WHAT YOU SHOULD DO: List every line of the material below that contains the string "target", treating uppercase and lowercase letters as different.

Contour annotation records
## Begin
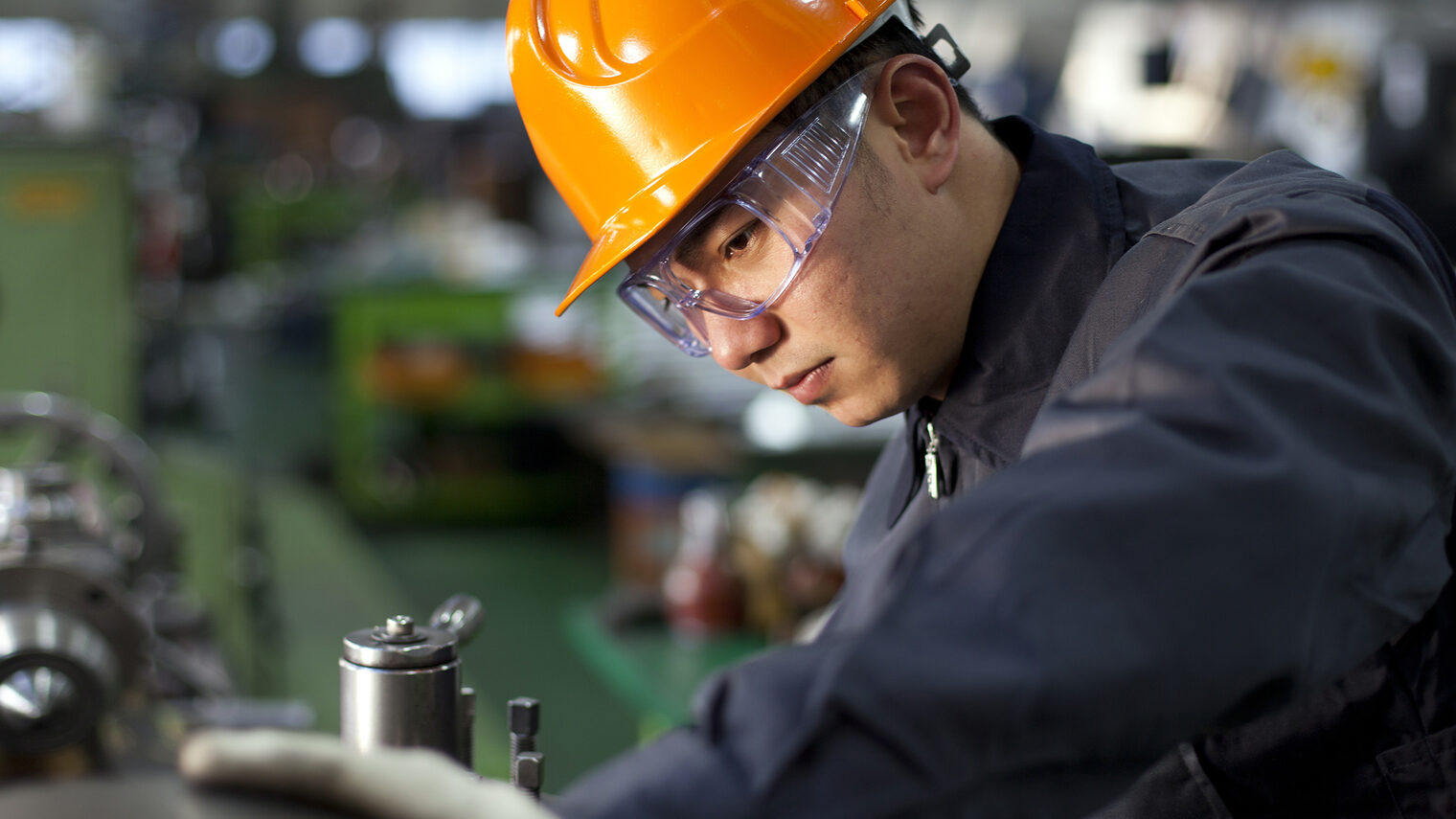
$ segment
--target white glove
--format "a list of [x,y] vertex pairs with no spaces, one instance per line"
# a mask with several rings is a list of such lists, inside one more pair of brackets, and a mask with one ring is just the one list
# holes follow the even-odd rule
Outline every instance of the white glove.
[[379,819],[555,819],[514,787],[482,780],[437,751],[360,753],[335,736],[202,730],[178,753],[182,777],[303,799]]

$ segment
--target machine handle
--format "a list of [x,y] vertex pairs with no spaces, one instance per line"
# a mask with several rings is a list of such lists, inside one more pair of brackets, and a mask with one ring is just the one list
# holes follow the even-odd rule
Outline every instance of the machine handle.
[[470,595],[451,595],[430,615],[430,625],[456,635],[464,646],[485,622],[485,606]]

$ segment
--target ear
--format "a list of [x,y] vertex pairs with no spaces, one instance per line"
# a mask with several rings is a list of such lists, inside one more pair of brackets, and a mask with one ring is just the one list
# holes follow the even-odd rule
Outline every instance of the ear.
[[920,184],[939,191],[961,146],[961,105],[951,79],[930,60],[901,54],[885,63],[872,105],[894,128],[895,150]]

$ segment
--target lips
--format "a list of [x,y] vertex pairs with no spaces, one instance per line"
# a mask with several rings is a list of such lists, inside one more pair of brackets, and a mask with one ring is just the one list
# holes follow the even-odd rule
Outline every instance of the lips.
[[814,404],[828,385],[828,370],[834,360],[830,358],[817,367],[804,370],[796,376],[789,376],[776,389],[782,389],[794,396],[799,404]]

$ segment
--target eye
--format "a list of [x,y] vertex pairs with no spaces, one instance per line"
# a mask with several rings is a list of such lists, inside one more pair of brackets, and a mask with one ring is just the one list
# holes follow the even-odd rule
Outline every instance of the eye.
[[738,232],[734,233],[732,238],[729,238],[727,242],[724,242],[724,249],[722,249],[724,258],[725,259],[732,259],[738,254],[745,252],[753,245],[754,236],[761,229],[763,229],[763,223],[759,222],[757,219],[754,219],[748,224],[744,224],[741,229],[738,229]]

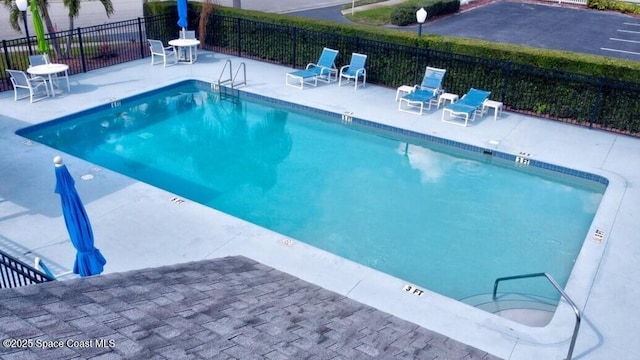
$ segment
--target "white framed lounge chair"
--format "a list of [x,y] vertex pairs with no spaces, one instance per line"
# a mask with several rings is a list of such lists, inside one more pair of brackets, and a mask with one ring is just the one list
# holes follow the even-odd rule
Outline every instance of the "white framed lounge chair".
[[438,98],[443,92],[442,80],[446,73],[446,69],[427,66],[422,83],[414,86],[412,92],[400,98],[398,110],[416,115],[422,115],[425,105],[428,106],[427,110],[431,110],[431,105],[438,103]]
[[149,48],[151,49],[151,66],[156,64],[156,56],[162,58],[162,64],[165,67],[167,66],[167,62],[170,58],[173,58],[174,64],[178,62],[178,53],[176,52],[176,48],[173,46],[165,47],[160,40],[147,40],[149,41]]
[[322,49],[322,54],[320,54],[317,63],[309,63],[304,70],[287,73],[285,84],[303,89],[304,84],[317,86],[318,80],[326,83],[336,81],[338,78],[338,69],[335,64],[337,57],[338,50]]
[[[469,120],[474,121],[476,114],[482,114],[482,104],[491,95],[490,91],[471,88],[457,102],[449,104],[442,110],[442,121],[455,125],[467,126]],[[446,115],[449,117],[446,117]],[[464,121],[460,121],[460,120]]]
[[[43,77],[29,77],[27,76],[27,73],[20,70],[7,69],[7,72],[11,76],[11,83],[13,84],[13,94],[15,101],[29,97],[29,100],[34,103],[36,101],[40,101],[44,98],[49,97],[49,86],[47,85],[47,80],[45,80]],[[29,93],[24,96],[18,96],[19,89],[27,90]]]
[[348,84],[351,80],[354,81],[354,89],[358,89],[358,80],[362,80],[362,86],[367,84],[367,70],[365,64],[367,62],[367,55],[352,53],[351,63],[340,68],[340,80],[338,86],[342,86],[342,78],[346,79],[345,84]]

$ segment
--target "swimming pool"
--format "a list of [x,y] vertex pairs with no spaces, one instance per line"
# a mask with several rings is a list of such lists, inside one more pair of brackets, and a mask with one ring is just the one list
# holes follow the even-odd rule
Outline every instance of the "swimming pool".
[[18,133],[455,299],[566,283],[605,179],[251,97],[187,82]]

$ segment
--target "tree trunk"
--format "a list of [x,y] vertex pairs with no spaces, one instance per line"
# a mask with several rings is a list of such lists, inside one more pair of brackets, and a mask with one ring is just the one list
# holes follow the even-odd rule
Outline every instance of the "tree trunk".
[[[32,0],[35,1],[35,0]],[[47,8],[47,3],[44,1],[38,1],[38,9],[40,10],[40,15],[42,15],[42,20],[44,21],[45,26],[47,27],[47,32],[49,33],[49,37],[51,39],[51,46],[53,50],[56,52],[56,55],[60,55],[60,42],[58,41],[58,37],[56,36],[56,28],[53,26],[51,22],[51,17],[49,16],[49,9]],[[51,54],[49,54],[51,55]]]

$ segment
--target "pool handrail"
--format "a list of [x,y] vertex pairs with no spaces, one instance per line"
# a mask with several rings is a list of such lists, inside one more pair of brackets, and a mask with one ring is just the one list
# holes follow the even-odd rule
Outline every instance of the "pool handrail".
[[493,301],[496,300],[496,293],[498,292],[498,283],[500,281],[526,279],[526,278],[532,278],[532,277],[547,278],[547,280],[549,280],[551,285],[553,285],[553,287],[555,287],[556,290],[558,290],[560,295],[562,295],[562,297],[567,301],[567,303],[573,308],[573,312],[576,315],[576,325],[573,328],[573,336],[571,336],[571,344],[569,345],[569,351],[567,352],[567,357],[566,357],[566,360],[571,360],[571,356],[573,355],[573,349],[576,345],[576,340],[578,338],[578,330],[580,329],[580,310],[578,309],[576,304],[571,300],[569,295],[567,295],[567,293],[565,293],[564,290],[562,290],[560,285],[553,279],[553,277],[550,274],[533,273],[533,274],[523,274],[523,275],[505,276],[505,277],[497,278],[496,281],[493,283]]

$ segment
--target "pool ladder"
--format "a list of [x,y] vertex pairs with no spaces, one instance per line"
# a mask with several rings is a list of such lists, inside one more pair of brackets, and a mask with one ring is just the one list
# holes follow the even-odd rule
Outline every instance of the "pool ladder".
[[[229,77],[228,78],[224,78],[225,76],[225,72],[227,71],[227,68],[229,69]],[[231,88],[235,88],[236,86],[240,86],[240,85],[247,85],[247,66],[245,65],[245,63],[240,63],[240,66],[238,66],[238,69],[236,70],[235,75],[232,75],[232,68],[233,65],[231,65],[231,60],[227,59],[227,61],[224,63],[224,67],[222,68],[222,72],[220,73],[220,76],[218,76],[218,82],[215,84],[212,84],[212,86],[214,87],[214,89],[217,88],[217,90],[219,91],[220,88],[222,87],[222,85],[224,84],[231,84]],[[238,78],[238,75],[240,75],[240,70],[242,70],[242,81],[240,82],[236,82],[236,79]]]
[[562,290],[560,285],[553,279],[553,277],[547,273],[533,273],[533,274],[524,274],[524,275],[515,275],[515,276],[505,276],[497,278],[493,283],[493,301],[496,300],[496,294],[498,293],[498,283],[505,280],[517,280],[517,279],[527,279],[533,277],[545,277],[551,285],[562,295],[565,301],[571,306],[573,312],[576,315],[576,325],[573,328],[573,336],[571,337],[571,344],[569,345],[569,352],[567,353],[566,360],[571,360],[571,356],[573,355],[573,348],[576,345],[576,339],[578,338],[578,330],[580,330],[580,310],[576,306],[576,304],[569,298],[569,295]]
## End
RESULT FOR THIS TASK:
--target white glove
--target machine handle
--target ear
--target lips
--target eye
--target "white framed lounge chair"
--target "swimming pool"
--target "tree trunk"
--target "pool handrail"
--target "pool ladder"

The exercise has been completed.